[Items from a data source]
####################

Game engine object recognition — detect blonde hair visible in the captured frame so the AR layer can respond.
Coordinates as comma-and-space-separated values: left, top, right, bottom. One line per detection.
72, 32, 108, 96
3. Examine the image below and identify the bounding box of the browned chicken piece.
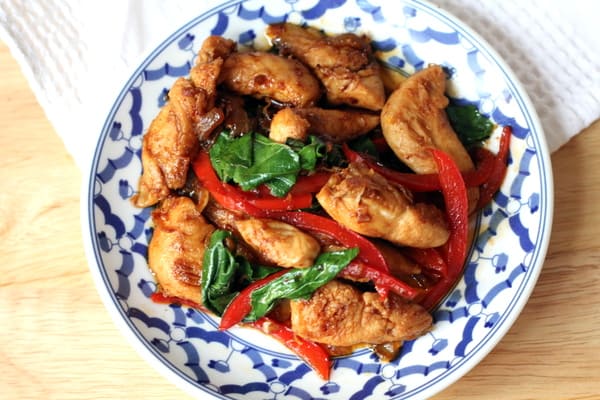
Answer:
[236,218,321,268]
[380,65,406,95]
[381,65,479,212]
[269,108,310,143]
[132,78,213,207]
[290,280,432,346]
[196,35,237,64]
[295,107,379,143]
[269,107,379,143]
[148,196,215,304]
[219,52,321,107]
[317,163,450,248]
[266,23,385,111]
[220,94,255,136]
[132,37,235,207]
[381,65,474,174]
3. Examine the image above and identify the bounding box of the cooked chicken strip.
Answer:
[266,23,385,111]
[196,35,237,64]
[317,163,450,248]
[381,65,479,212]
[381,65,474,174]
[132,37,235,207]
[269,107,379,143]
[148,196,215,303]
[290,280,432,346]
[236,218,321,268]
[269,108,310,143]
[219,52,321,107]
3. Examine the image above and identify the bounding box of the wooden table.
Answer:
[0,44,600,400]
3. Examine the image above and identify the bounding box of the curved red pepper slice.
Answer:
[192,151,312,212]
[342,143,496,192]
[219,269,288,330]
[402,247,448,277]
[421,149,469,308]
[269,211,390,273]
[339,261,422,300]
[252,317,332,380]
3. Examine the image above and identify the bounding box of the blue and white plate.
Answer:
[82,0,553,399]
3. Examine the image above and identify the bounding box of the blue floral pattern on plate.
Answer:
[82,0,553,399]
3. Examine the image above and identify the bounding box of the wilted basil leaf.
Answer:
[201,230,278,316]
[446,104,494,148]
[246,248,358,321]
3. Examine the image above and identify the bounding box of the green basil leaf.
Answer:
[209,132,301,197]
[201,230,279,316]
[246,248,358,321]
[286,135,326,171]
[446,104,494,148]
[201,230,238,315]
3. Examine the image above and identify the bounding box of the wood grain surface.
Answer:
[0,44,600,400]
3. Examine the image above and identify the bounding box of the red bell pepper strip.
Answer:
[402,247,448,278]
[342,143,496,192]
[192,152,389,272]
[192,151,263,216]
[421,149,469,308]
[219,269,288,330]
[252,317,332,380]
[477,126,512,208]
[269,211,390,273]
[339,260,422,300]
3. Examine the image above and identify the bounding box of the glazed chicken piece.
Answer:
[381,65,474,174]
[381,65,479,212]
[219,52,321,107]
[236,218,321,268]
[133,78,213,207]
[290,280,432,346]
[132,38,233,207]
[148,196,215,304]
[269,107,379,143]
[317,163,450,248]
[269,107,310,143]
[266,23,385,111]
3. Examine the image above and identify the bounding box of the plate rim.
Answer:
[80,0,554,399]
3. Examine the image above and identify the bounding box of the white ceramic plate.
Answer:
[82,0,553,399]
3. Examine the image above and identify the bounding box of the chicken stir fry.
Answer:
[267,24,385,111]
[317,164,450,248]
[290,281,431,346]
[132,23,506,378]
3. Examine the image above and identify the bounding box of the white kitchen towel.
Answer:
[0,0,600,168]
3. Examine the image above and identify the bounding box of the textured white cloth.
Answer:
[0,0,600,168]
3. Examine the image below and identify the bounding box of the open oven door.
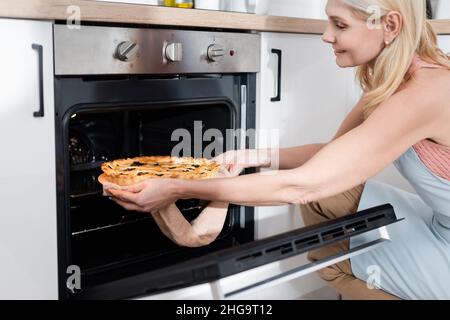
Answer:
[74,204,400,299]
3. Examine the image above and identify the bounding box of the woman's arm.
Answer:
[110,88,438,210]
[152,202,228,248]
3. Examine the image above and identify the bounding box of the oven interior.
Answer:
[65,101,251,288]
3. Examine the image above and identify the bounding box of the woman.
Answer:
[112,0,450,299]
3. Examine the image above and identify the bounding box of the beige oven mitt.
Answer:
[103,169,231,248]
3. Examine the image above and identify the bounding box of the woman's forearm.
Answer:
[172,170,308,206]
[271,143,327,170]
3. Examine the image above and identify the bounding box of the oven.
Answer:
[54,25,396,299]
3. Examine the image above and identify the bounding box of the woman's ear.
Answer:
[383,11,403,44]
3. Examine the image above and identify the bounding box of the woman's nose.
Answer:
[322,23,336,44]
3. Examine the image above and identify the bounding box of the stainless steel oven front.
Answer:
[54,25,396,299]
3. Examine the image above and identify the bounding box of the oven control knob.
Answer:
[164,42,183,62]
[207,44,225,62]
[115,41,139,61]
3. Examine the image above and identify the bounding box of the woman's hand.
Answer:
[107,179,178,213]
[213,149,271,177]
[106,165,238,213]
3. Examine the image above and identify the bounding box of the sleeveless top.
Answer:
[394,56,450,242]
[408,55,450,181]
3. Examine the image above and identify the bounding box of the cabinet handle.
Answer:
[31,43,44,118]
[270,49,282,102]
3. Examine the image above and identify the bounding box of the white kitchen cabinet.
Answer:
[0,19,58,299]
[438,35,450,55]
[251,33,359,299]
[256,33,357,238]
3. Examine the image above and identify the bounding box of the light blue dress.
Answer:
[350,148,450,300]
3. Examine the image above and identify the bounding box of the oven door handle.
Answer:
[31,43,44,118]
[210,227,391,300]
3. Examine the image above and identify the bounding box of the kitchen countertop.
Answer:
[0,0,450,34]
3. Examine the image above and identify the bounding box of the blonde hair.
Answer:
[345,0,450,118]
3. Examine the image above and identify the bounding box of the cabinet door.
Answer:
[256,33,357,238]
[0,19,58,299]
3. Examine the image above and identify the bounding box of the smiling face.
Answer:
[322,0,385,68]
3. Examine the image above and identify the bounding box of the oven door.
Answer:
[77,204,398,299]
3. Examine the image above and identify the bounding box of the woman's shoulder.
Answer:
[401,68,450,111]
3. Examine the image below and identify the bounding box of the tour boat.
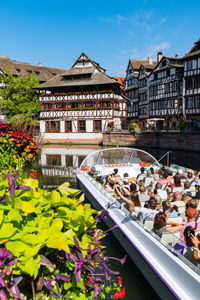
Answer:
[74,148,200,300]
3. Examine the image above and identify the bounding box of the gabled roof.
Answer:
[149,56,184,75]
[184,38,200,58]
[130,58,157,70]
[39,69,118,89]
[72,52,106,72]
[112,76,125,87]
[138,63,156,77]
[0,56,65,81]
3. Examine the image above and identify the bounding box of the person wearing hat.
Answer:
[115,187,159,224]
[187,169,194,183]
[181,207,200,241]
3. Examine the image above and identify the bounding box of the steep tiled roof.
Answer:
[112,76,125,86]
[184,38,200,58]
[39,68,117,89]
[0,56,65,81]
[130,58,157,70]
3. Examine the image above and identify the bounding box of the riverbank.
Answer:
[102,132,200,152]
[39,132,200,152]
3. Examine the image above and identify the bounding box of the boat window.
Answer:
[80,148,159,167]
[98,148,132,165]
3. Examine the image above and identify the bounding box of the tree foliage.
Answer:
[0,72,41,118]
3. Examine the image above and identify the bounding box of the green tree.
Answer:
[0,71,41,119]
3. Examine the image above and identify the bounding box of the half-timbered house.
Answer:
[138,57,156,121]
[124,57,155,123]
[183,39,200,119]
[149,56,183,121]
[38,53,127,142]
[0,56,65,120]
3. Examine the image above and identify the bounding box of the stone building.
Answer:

####################

» What you need to do:
Copy the data from the line containing "the kitchen countertop." through the end, changing every "Examine" to "Inspect" and keeping everything else the same. Leave the pictures out.

» The response:
3. Inspect the image above and identify the bounding box of the kitchen countertop.
Answer:
[0,0,450,34]
3. Inspect the image above and identify the bounding box of the blonde hair.
Answer:
[345,0,450,118]
3. Inspect the image above and identify the bounding box of the cabinet door.
Answer:
[256,33,357,238]
[0,19,58,299]
3. Inspect the image above and identify the bounding box of the smiling face.
Answer:
[322,0,385,68]
3. Inspect the image above and identify the bounding box of the oven door.
Answer:
[77,204,398,299]
3. Inspect the image above and identify the bounding box of the woman's shoulder.
Answer:
[401,68,450,111]
3. Inspect the image below and identify the bounding box of the tour boat.
Answer:
[74,148,200,300]
3. Inspect the image above and identify the bounding box of the gabled roof.
Answer:
[149,56,184,75]
[184,38,200,58]
[130,58,157,70]
[39,69,118,89]
[72,52,106,72]
[112,76,125,87]
[138,63,156,77]
[0,56,65,81]
3. Inspect the image above and identify the bounding box of the person wearing hat.
Answer:
[115,187,159,224]
[187,169,194,183]
[181,207,200,241]
3. Inspect the image above and identify the bounding box of the steep tiled roof.
Answer:
[112,76,125,86]
[184,38,200,58]
[39,68,117,89]
[0,56,65,81]
[130,58,157,70]
3. Inspect the image above and identify the bounding box of the riverbank.
Answer:
[102,132,200,152]
[39,132,200,152]
3. Inspect the image above and identify the bounding box of the boat window.
Answer:
[80,148,159,167]
[98,148,132,165]
3. Inspect the image above and identify the bounding box of the tree foliage.
Answer:
[0,72,41,118]
3. Inspect the image above and identify the bounding box of the green tree.
Answer:
[0,71,41,119]
3. Inspect the image above and identify the bounding box of the half-timbered house.
Answer:
[138,57,156,121]
[124,57,155,123]
[183,39,200,119]
[149,56,183,121]
[38,53,127,142]
[0,56,65,120]
3. Inspect the image above and identify the bounding box of the stone building.
Answer:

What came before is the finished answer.